Short task —
Rewrite the items starting at the beginning and ending with the line that contains "Draw the outline of every instance of the small", replacing "small dome" with "tiny dome" and leaving everything else unchanged.
—————
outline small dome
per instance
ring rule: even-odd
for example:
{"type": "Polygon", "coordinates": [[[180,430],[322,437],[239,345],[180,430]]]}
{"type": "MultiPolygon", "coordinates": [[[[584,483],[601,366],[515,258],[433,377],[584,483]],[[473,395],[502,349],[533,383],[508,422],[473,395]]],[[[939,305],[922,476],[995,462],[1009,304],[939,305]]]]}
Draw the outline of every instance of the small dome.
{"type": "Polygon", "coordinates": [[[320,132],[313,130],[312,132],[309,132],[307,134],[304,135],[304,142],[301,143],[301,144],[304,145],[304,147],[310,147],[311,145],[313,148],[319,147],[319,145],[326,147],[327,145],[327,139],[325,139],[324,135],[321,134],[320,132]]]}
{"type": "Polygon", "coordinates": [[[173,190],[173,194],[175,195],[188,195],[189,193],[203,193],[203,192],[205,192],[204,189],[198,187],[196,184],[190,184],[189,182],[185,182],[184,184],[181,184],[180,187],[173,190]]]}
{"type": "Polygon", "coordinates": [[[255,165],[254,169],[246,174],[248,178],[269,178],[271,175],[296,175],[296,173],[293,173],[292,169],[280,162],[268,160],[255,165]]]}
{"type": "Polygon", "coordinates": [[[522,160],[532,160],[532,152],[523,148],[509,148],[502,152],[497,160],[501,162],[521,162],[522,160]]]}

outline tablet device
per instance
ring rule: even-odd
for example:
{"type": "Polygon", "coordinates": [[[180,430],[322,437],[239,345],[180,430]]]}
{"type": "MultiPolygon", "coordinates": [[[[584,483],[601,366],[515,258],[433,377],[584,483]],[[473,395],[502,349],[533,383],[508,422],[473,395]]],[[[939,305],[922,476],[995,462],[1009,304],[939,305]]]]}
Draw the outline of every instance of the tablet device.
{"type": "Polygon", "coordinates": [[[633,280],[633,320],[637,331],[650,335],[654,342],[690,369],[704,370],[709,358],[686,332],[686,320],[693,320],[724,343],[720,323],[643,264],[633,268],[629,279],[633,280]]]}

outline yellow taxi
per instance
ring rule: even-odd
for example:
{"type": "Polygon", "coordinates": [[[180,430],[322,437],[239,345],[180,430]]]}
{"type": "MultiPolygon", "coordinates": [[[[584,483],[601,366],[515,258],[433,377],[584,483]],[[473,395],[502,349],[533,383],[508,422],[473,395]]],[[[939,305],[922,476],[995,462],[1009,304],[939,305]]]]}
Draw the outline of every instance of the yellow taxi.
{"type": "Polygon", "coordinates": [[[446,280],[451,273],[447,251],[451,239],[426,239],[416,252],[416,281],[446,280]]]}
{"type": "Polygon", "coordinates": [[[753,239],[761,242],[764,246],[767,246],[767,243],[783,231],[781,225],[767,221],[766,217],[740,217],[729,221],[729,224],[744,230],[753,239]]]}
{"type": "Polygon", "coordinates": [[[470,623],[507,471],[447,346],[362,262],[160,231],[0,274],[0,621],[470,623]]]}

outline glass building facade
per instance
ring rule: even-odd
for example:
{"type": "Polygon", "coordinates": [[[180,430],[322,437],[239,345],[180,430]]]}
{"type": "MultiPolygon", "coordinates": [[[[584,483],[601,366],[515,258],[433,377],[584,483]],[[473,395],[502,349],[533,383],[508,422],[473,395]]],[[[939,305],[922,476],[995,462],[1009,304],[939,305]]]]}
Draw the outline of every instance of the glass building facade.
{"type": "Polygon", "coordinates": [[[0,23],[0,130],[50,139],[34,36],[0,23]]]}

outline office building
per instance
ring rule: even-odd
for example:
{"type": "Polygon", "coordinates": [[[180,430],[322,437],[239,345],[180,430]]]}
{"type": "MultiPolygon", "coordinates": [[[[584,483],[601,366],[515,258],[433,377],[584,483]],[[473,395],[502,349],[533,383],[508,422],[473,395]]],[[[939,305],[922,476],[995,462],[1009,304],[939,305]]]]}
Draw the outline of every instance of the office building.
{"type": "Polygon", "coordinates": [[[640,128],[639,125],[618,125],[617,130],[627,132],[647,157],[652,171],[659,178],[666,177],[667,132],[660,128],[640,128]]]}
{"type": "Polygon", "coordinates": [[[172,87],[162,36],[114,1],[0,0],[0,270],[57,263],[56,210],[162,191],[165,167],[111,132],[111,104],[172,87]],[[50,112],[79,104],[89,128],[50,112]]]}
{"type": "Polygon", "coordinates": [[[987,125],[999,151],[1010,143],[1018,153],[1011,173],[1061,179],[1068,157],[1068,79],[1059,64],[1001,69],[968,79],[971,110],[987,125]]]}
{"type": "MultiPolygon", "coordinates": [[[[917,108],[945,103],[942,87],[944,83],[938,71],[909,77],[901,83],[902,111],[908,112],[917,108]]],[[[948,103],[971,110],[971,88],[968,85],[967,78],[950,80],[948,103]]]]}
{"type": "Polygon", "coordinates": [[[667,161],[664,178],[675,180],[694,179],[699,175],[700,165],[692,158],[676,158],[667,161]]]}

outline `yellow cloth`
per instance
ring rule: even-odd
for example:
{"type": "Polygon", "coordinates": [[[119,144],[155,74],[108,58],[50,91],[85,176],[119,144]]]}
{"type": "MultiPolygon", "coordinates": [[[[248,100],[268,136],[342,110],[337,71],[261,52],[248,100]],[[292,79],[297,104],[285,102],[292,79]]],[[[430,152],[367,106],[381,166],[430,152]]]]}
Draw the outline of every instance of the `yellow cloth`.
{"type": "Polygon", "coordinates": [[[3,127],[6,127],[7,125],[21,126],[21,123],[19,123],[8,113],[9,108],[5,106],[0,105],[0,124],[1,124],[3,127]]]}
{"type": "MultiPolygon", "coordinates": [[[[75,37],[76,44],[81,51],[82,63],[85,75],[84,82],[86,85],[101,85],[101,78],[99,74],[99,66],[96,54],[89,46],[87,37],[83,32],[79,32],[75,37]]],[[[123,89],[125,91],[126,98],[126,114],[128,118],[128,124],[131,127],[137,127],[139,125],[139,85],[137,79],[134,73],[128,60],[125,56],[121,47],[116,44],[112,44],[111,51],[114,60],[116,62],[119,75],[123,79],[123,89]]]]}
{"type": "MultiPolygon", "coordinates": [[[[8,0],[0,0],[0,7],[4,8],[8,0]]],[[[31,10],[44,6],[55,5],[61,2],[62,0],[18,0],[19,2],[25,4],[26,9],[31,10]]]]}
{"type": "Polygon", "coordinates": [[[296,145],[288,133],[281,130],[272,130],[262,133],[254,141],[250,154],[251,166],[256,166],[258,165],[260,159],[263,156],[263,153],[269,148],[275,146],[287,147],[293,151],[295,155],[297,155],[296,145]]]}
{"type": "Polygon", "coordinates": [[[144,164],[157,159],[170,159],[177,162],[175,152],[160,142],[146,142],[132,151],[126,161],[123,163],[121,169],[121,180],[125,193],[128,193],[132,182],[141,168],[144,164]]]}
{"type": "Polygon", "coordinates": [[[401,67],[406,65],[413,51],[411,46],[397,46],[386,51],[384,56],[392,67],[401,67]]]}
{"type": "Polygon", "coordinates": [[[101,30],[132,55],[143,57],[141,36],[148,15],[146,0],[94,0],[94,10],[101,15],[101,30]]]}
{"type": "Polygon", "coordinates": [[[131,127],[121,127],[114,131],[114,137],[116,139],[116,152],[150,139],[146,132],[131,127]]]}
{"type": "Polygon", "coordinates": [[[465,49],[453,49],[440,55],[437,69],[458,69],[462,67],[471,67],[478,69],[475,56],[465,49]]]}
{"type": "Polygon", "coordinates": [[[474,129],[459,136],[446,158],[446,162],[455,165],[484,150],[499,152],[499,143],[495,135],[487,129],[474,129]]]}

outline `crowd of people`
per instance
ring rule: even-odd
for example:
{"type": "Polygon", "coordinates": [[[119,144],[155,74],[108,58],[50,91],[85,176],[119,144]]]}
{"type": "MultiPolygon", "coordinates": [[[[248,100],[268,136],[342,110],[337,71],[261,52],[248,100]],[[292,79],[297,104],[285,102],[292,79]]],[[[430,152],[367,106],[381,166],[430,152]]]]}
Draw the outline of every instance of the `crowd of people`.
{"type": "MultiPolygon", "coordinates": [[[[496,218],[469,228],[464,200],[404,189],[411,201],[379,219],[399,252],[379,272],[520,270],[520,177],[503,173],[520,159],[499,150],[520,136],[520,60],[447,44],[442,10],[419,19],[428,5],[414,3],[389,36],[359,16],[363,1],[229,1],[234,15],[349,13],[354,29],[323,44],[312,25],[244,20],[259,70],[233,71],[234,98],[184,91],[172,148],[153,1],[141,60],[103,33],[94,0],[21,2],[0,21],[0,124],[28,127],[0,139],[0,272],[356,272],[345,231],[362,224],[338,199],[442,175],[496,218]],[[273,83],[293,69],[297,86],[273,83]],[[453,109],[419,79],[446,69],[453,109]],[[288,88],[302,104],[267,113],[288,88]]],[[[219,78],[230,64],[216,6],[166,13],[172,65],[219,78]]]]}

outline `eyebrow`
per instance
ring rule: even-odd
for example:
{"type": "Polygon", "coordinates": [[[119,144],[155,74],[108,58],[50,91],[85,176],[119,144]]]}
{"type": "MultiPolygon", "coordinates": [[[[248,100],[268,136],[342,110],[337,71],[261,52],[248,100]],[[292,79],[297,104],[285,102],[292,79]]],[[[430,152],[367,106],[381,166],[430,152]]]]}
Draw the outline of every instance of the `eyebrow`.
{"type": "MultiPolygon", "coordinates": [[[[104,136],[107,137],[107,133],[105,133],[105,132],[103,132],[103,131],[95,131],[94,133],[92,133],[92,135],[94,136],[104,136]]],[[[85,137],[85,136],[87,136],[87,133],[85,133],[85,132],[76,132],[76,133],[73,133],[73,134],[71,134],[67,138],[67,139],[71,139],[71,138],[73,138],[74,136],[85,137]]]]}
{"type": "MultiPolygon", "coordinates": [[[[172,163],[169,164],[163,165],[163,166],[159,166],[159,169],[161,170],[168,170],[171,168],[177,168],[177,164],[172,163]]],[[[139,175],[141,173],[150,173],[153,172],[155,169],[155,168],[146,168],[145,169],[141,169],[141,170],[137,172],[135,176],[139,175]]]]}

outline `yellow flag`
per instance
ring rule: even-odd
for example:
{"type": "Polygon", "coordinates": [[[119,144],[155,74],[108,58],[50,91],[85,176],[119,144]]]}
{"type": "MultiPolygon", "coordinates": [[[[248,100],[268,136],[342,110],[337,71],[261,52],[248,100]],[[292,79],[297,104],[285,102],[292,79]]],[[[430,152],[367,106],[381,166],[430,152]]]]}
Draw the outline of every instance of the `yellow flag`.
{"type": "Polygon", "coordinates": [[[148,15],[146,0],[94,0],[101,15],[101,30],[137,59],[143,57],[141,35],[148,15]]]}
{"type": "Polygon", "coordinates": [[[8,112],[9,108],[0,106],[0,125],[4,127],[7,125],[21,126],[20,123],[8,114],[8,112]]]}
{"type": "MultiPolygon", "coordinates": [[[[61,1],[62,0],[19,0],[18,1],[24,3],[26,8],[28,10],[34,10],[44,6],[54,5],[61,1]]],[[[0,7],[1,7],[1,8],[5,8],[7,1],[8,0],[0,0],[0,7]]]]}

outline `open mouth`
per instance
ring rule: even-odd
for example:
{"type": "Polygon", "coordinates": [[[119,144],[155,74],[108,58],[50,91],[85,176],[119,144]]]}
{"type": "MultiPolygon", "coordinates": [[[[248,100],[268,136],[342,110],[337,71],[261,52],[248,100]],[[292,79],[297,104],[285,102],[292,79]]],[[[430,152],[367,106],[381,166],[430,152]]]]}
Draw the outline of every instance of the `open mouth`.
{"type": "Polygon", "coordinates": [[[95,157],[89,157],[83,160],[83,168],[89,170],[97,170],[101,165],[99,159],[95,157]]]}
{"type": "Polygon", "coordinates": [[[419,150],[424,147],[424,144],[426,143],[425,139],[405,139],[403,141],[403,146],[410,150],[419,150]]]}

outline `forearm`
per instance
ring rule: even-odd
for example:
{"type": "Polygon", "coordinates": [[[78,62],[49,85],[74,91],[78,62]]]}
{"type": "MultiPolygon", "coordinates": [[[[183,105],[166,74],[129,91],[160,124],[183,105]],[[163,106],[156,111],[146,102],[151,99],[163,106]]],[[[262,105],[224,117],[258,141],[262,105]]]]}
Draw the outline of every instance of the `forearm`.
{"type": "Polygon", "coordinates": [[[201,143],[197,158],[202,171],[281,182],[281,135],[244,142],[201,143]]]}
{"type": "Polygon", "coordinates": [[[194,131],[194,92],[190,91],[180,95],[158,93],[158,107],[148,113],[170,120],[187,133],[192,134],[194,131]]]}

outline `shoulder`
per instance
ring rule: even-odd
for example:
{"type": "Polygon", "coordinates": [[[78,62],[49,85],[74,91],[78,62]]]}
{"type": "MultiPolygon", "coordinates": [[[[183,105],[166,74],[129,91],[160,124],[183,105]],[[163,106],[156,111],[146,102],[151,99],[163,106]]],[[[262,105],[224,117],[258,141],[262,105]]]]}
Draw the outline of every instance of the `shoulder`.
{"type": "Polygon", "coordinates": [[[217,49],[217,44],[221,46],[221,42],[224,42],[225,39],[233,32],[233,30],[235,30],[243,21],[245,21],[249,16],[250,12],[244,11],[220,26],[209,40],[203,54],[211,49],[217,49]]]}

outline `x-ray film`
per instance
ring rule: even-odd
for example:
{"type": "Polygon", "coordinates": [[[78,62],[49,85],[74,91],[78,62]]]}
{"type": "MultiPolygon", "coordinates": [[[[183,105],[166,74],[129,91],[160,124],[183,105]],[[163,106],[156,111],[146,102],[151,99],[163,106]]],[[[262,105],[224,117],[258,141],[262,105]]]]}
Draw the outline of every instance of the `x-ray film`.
—————
Exercise answer —
outline tiny dome
per instance
ring rule: even-odd
for example:
{"type": "Polygon", "coordinates": [[[180,430],[322,437],[239,345],[180,430]]]}
{"type": "MultiPolygon", "coordinates": [[[[584,483],[601,366],[515,258],[433,377],[584,483]],[[473,395],[502,349],[533,383],[508,422],[473,395]]],[[[939,305],[922,476],[995,462],[1009,304],[939,305]]]]}
Draw the outline of every instance of the tiny dome.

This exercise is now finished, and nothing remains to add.